# Articolo
24/07/2011 | Recensioni |
Recensione di: Ritratto di Signora

“Non posso sfuggire al mio destino. Il mio destino è di non arrendermi, sposare Lord Warburton avrebbe significato avere molto ma rinunciare ad altre occasioni, occasioni di vivere, le occasioni e i rischi della vita”. 
Queste parole “incorniciano” il ritratto di Isabel Archer. La giovane americana in viaggio in Europa confessa all’amato cugino le ragioni che l’hanno spinta al sorprendente gesto di rifiutare la proposta di un uomo “troppo perfetto” parlando delle sue aspirazioni, del suo desiderio di libertà e della sua insofferenza a chiunque la possa costringere ad un “ruolo”. E’ il punto di partenza di un percorso complesso.
Il Ritratto di signora disegnato da Jane Campion segue infatti le linee di quello letterario di Henry James cui il film è ispirato, con l’aggiunta di colori, sfumature, lampi di modernità in un suadente amalgama fitto di una potente anche se spesso nascosta carnalità (quella carnalità altrove più manifesta, come nel caso del precedente lavoro della regista neozelandese Lezioni di piano).
Nel ritratto della sua signora (una Nicole Kidman in una delle prove migliori della sua carriera), la regista rappresenta una serie di “tratti” talvolta nascosti nelle pieghe del romanzo di James: palpiti, sensualità, brividi, desideri inconsci.
Un erotismo continuamente sussurrato, suggerito, evocato, percorre come una corrente sotterranea tutto il film, un erotismo fatto di parole quasi sospirate, gesti lenti e delicati, sguardi pieni di desiderio, senza esibizione di corpi, senza amplessi, senza gemiti. La passione può esplodere violenta anche tra corpi pesantemente vestiti: anche solo per lo sfiorarsi di due mani o per il gesto di accarezzare un volto. E così anche l’atto di far roteare un ombrellino parasole può svelare un immenso potenziale erotico come nella scena in cui un mefistofelico Osmond (un John Malkovich calato alla perfezione nel ruolo) seduce Isabel che, come ipnotizzata, cadrà nella rete di un matrimonio infelice.

# Dati estratti
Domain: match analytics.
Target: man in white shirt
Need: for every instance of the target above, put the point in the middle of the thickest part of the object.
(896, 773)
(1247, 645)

# Elenco compiti
**A.** Secondo l'articolo, quale attore interpreta Osmond?
**B.** Restituisci le righe di tutti i record come lista JSON di stringhe, una stringa per riga, senza le righe vuote.
L'articolo e i record non hanno alcun legame tra loro.

# Risultati attesi
**A.** John Malkovich.

**B.**
[
  "Domain: match analytics.",
  "Target: man in white shirt",
  "Need: for every instance of the target above, put the point in the middle of the thickest part of the object.",
  "(896, 773)",
  "(1247, 645)"
]